>>
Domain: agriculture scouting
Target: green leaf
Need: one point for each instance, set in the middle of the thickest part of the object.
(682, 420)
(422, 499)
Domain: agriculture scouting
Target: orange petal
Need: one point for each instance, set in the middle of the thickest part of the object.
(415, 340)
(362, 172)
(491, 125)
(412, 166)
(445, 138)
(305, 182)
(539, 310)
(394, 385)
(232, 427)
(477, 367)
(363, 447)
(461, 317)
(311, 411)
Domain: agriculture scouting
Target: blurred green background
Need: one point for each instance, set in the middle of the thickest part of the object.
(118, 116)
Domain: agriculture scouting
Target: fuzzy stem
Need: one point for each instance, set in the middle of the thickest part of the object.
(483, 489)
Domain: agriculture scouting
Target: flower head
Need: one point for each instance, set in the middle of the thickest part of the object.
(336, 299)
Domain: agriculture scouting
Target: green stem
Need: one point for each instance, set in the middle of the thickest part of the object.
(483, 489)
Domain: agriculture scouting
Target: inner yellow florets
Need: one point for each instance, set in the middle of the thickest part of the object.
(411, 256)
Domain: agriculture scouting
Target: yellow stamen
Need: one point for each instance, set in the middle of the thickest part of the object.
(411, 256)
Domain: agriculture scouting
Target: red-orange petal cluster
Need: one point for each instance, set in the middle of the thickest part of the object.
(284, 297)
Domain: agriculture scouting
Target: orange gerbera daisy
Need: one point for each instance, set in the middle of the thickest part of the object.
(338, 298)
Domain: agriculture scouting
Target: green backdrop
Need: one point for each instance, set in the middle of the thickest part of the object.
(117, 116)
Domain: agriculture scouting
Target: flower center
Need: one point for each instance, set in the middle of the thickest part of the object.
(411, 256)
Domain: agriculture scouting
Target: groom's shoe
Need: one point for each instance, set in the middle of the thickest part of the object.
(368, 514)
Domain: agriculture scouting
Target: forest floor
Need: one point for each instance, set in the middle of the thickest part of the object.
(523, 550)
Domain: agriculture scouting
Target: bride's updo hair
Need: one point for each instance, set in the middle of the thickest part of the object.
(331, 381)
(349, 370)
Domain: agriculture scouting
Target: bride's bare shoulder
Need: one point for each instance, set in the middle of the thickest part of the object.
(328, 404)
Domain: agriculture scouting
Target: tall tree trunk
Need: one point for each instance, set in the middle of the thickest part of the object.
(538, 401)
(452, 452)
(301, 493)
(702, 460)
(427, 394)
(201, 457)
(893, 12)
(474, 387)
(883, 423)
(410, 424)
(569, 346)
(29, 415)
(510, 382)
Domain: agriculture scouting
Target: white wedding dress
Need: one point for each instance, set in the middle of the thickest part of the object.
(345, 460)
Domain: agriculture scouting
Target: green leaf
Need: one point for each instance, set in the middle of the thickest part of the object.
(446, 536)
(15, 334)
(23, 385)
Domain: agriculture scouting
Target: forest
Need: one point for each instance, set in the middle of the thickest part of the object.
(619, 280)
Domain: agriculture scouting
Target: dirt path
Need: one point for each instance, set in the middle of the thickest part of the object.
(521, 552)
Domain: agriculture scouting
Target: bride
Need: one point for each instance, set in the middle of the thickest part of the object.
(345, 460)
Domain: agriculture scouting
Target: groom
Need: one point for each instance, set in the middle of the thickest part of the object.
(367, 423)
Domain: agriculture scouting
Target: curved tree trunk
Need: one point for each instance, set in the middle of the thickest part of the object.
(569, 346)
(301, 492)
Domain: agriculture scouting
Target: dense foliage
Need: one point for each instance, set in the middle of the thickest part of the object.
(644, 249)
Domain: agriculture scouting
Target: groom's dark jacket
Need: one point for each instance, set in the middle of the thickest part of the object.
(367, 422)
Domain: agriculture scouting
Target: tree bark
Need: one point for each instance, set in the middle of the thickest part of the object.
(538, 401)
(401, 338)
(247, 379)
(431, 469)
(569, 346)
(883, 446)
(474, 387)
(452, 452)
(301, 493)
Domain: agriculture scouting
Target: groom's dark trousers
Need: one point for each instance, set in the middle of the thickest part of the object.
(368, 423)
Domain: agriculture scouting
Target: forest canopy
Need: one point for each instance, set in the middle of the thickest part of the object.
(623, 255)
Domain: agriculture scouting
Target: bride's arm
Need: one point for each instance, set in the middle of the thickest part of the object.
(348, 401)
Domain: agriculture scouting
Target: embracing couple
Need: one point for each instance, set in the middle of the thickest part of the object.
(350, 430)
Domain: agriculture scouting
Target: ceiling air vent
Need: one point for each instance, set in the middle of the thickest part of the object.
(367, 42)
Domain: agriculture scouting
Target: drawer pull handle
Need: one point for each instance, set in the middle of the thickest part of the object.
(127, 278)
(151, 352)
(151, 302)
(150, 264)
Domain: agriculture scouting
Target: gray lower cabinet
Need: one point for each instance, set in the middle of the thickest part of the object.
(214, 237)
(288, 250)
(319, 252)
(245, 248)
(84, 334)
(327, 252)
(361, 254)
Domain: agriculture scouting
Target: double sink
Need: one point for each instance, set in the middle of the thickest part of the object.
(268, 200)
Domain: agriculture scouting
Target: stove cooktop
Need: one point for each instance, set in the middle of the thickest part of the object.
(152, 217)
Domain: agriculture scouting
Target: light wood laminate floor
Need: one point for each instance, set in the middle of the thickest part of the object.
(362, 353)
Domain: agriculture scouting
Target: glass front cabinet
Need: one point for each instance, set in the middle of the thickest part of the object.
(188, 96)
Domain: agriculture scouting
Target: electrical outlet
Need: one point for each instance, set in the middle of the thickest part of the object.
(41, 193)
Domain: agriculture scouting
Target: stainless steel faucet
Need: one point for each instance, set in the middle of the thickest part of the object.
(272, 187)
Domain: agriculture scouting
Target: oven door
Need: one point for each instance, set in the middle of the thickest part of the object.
<<
Short problem: Produce a verbatim transcription of the entries above.

Written solution:
Domain: agriculture scouting
Target: green leaf
Need: one point for each instance, set in the middle of the thickest part of the object.
(682, 420)
(422, 499)
Domain: agriculture scouting
Target: orange petal
Need: one point for each instance, set in the middle of the thickest part of the object.
(415, 340)
(362, 172)
(491, 125)
(412, 166)
(445, 138)
(305, 182)
(539, 310)
(394, 385)
(232, 427)
(477, 367)
(363, 447)
(461, 317)
(311, 411)
Domain: agriculture scouting
Target: blurred green background
Need: one point for each instance, set in the middle of the thickest part of the object.
(118, 116)
Domain: agriculture scouting
Target: fuzzy stem
Need: one point for each instance, set in the middle of the thickest part of the object.
(483, 489)
Domain: agriculture scouting
Target: flower head
Need: one point for each instance, set in the middle of the thickest part of the object.
(336, 299)
Domain: agriculture scouting
Target: green stem
Need: one point for each instance, set in the middle of the thickest part of the object.
(483, 489)
Domain: agriculture scouting
Target: inner yellow florets
Need: one point for each instance, set in the middle of the thickest part of the object.
(411, 256)
Domain: agriculture scouting
Target: yellow stamen
Need: one point for each instance, set in the middle of the thickest part of the object.
(411, 256)
Domain: agriculture scouting
Target: red-orange petal cluster
Need: one point for each instance, set in the middle of the thickest part of the object.
(284, 297)
Domain: agriculture scouting
Target: orange gerbera daisy
Need: one point for each instance, set in the middle of the thickest part of the object.
(338, 298)
Domain: agriculture scouting
Target: green backdrop
Need: one point for each instance, set in the middle of the thickest part of the object.
(117, 116)
Domain: agriculture scouting
Target: flower center
Need: one point for each instance, set in the middle of the thickest part of the object.
(411, 256)
Domain: agriculture scouting
Target: groom's shoe
Need: one point for each instance, set in the middle of the thickest part of the object.
(368, 514)
Domain: agriculture scouting
Target: forest floor
Need: one point for each instance, set in the middle of the thickest part of the object.
(523, 550)
Domain: agriculture scouting
Target: bride's updo hair
Need: one point for each instance, set in the middle of the thickest part of the object.
(331, 381)
(349, 370)
Domain: agriculture scouting
Target: bride's bare shoulder
Need: one point for each instance, set in the middle of the thickest part of the object.
(328, 404)
Domain: agriculture scouting
Target: tall tree trunk
Need: one point for each instance, set in the middle of the thickest part of the object.
(538, 401)
(452, 452)
(301, 493)
(702, 460)
(427, 394)
(201, 457)
(893, 12)
(474, 387)
(883, 423)
(410, 424)
(569, 346)
(29, 415)
(510, 382)
Domain: agriculture scouting
Target: white wedding dress
Need: one point for each instance, set in the middle of the thickest part of the object.
(345, 460)
Domain: agriculture scouting
Target: green leaf
Need: one point for each instance, set in the middle of the thickest part of the object.
(446, 536)
(15, 334)
(23, 385)
Domain: agriculture scouting
Target: forest
Need: one point for each instance, set in the middle of the thickest part of the object.
(619, 280)
Domain: agriculture scouting
Target: dirt path
Need: one point for each instance, set in the middle of the thickest part of the object.
(521, 552)
Domain: agriculture scouting
Target: bride
Need: one point for each instance, set in the middle of the thickest part of the object.
(345, 460)
Domain: agriculture scouting
Target: groom
Need: one point for each instance, set in the middle of the thickest part of the object.
(367, 423)
Domain: agriculture scouting
Target: curved tree trunk
Need: one point for each instance, set in the middle of the thickest part of the object.
(569, 346)
(301, 492)
Domain: agriculture scouting
Target: dense foliage
Need: one point for each instance, set in the middle of the thickest part of the object.
(644, 249)
Domain: agriculture scouting
Target: groom's dark jacket
Need: one point for each instance, set in the middle of the thickest part of the object.
(367, 422)
Domain: agriculture scouting
Target: tree bark
Need: one point for each instance, set in the middle of the thickest part of the object.
(538, 401)
(401, 338)
(247, 379)
(431, 469)
(569, 346)
(883, 446)
(474, 387)
(452, 452)
(301, 493)
Domain: agriculture scouting
Target: groom's dark trousers
Need: one point for each instance, set in the middle of the thickest part of the object.
(368, 423)
Domain: agriculture scouting
Target: forest canopy
Need: one point for each instance, set in the middle of the thickest part of the object.
(623, 255)
Domain: agriculture scouting
Target: bride's arm
Need: one point for each instance, set in the middle of the thickest part of the object.
(348, 401)
Domain: agriculture scouting
Target: embracing couple
Need: one point for each instance, set in the middle of the thickest part of the object.
(350, 430)
Domain: agriculture scouting
Target: ceiling air vent
Need: one point for each instance, set in the middle of the thickest part of the object.
(367, 42)
Domain: agriculture scouting
Target: drawer pull handle
Need: one point for each instance, set in the middle of the thickest part of the object.
(127, 278)
(151, 352)
(151, 302)
(150, 264)
Domain: agriculture scouting
Target: gray lower cabinet
Need: one point for each instance, set in the middle of the thickest part of the object.
(214, 237)
(288, 250)
(319, 252)
(245, 248)
(84, 334)
(327, 252)
(361, 254)
Domain: agriculture scouting
Target: double sink
Need: one point for each instance, set in the middle of the thickest part of the object.
(268, 200)
Domain: agriculture scouting
Target: stove cooktop
Need: one point for each instance, set in the middle of the thickest part of the object.
(152, 217)
Domain: agriculture scouting
Target: light wood laminate floor
Need: one point for each instance, set in the middle of the thickest part of the object.
(362, 353)
Domain: agriculture scouting
Target: glass front cabinet
Need: one point for each instance, set in the middle of the thickest part of the object.
(188, 96)
Domain: agriculture scouting
Target: electrical outlet
Need: one point for each instance, set in the middle of the thickest part of the object.
(41, 193)
Domain: agriculture scouting
Target: stainless steel faucet
Need: one point for each instance, set in the middle of the thickest part of the object.
(272, 187)
Domain: agriculture scouting
Target: oven door
Need: one point for each instance, set in the middle of the thickest part of the object.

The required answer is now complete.